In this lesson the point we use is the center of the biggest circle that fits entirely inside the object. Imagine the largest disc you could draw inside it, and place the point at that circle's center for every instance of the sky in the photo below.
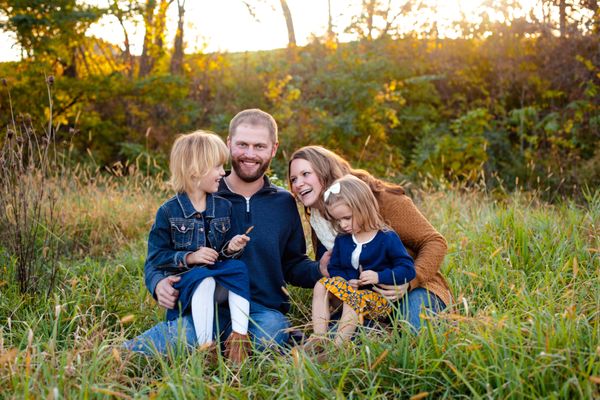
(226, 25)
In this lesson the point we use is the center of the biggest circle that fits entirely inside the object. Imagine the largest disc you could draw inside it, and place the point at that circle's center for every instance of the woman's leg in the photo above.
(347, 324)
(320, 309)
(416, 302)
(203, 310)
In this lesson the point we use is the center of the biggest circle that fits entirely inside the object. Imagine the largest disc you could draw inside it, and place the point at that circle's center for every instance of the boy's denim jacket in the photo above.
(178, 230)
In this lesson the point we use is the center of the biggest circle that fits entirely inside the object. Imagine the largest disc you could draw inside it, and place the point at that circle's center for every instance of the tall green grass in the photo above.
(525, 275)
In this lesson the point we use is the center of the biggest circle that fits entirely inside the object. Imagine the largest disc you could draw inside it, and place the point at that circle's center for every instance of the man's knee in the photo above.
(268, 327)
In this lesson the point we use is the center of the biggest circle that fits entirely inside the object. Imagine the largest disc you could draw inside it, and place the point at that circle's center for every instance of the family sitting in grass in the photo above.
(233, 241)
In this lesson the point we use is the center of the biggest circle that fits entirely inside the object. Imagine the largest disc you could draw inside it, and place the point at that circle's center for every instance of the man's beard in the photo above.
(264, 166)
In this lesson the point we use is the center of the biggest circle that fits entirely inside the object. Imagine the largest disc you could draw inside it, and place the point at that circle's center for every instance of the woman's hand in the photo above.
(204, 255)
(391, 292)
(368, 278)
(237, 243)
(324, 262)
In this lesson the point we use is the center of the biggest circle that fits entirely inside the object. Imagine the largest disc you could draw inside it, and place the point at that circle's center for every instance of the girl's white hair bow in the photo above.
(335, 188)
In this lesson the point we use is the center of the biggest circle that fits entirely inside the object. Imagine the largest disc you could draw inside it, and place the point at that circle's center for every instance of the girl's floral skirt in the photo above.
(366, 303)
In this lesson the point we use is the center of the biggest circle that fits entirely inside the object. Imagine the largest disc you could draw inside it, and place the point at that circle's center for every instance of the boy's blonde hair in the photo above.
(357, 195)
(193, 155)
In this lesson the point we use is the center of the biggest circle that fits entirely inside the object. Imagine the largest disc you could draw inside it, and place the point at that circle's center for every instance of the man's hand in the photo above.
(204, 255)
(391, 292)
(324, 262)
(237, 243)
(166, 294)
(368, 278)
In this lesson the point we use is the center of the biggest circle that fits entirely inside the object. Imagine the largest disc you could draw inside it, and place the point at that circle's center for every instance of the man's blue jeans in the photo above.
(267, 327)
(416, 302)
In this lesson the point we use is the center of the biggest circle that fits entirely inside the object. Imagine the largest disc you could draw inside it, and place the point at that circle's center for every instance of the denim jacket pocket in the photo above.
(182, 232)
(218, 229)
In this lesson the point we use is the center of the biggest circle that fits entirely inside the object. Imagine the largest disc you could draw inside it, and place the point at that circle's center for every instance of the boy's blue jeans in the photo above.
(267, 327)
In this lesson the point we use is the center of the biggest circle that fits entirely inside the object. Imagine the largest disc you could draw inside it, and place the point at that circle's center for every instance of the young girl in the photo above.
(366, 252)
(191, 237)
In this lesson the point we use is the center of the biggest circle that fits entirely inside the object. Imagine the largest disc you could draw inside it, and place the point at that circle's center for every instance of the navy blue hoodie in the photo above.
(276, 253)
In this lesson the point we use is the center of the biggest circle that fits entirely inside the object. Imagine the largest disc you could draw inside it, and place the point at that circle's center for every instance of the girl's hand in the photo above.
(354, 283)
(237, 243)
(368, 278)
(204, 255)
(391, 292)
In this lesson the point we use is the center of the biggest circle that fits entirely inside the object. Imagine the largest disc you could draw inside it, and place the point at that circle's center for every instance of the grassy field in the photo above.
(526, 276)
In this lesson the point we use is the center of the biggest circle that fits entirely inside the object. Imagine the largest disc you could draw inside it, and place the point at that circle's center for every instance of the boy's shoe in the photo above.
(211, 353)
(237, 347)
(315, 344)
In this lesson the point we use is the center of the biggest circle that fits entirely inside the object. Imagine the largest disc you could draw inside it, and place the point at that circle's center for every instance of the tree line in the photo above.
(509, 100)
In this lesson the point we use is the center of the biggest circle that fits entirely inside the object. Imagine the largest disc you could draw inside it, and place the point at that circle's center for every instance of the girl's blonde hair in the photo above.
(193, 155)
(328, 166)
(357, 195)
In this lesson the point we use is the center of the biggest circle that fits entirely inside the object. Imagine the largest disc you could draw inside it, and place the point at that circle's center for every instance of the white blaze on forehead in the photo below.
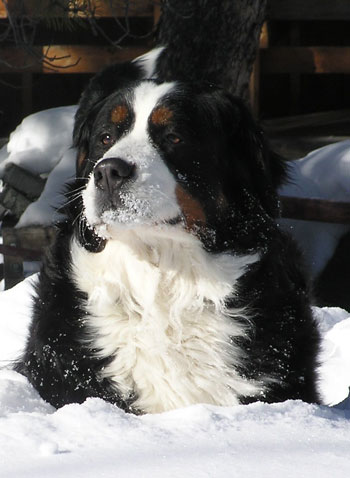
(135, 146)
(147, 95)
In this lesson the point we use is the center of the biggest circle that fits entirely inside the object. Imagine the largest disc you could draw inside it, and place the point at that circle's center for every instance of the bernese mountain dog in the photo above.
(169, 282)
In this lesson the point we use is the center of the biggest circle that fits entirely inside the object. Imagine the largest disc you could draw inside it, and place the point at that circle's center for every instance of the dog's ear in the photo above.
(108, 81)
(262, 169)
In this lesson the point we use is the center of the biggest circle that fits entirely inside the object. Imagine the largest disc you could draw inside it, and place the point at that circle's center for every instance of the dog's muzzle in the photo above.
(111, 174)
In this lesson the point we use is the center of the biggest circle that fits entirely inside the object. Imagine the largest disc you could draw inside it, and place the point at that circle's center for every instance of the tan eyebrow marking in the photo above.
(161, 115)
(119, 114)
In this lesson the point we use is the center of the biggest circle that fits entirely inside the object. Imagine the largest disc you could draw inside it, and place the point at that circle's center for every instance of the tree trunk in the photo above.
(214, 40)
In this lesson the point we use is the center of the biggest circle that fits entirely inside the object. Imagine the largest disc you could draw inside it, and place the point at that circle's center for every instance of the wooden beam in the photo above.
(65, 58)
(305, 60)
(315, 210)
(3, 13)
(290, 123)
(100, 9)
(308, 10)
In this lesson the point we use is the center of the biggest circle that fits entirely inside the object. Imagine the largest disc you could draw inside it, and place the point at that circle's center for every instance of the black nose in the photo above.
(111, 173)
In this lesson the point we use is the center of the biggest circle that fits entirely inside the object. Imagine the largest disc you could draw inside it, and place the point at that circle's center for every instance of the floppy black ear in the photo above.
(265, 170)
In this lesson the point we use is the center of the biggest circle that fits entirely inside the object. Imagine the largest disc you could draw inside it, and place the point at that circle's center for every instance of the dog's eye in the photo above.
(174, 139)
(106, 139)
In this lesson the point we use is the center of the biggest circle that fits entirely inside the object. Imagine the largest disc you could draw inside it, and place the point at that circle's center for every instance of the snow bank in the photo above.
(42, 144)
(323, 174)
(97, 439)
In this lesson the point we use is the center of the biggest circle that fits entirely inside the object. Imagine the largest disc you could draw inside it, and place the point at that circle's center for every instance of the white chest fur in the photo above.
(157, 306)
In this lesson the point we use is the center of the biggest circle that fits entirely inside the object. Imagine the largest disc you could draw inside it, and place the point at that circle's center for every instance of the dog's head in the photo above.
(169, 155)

- - - - - - -

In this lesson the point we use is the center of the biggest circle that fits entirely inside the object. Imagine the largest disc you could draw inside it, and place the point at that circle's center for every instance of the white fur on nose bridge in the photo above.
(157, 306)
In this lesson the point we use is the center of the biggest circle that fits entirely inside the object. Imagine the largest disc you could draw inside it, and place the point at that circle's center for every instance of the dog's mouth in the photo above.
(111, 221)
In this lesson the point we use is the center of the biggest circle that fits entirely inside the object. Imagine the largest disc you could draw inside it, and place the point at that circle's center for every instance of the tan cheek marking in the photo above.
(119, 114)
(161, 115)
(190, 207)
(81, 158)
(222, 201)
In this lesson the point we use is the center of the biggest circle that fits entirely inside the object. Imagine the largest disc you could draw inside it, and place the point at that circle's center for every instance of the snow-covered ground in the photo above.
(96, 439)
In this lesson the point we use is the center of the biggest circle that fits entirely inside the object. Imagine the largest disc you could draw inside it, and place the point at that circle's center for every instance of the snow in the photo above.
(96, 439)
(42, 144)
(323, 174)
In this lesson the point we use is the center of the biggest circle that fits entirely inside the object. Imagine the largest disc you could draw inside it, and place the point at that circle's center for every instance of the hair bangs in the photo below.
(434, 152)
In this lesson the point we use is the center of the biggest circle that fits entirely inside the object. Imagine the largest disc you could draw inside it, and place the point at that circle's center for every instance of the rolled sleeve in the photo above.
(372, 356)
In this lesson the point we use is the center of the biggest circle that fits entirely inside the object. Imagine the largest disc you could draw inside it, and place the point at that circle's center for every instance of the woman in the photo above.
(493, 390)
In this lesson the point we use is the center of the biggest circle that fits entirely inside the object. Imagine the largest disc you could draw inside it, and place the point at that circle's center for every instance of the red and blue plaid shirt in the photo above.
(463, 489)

- - - - - - -

Pick out each line of the items above that contains the string "snow", and copy those lines in full. Case counts when matching.

**Correct output**
In this lesson the point we use is the center of the biggest circle that fits entirely inside the object. Imagine the largest disc you could draw inside it, and place the point at that circle's center for every instance of the snow bank in the photo above.
In this lesson the point we use is the center of the biggest circle that fits entirely inside the object. Imagine the largest disc you could draw inside it, and place the point at that circle's center for every instance of the snow-covered ground in the photo above.
In this lesson the point we use is the center of the biggest circle that fits entirely inside the object. Imagine the largest disc you could draw inside it, and place the point at that circle's center for every instance of the snow in the photo above.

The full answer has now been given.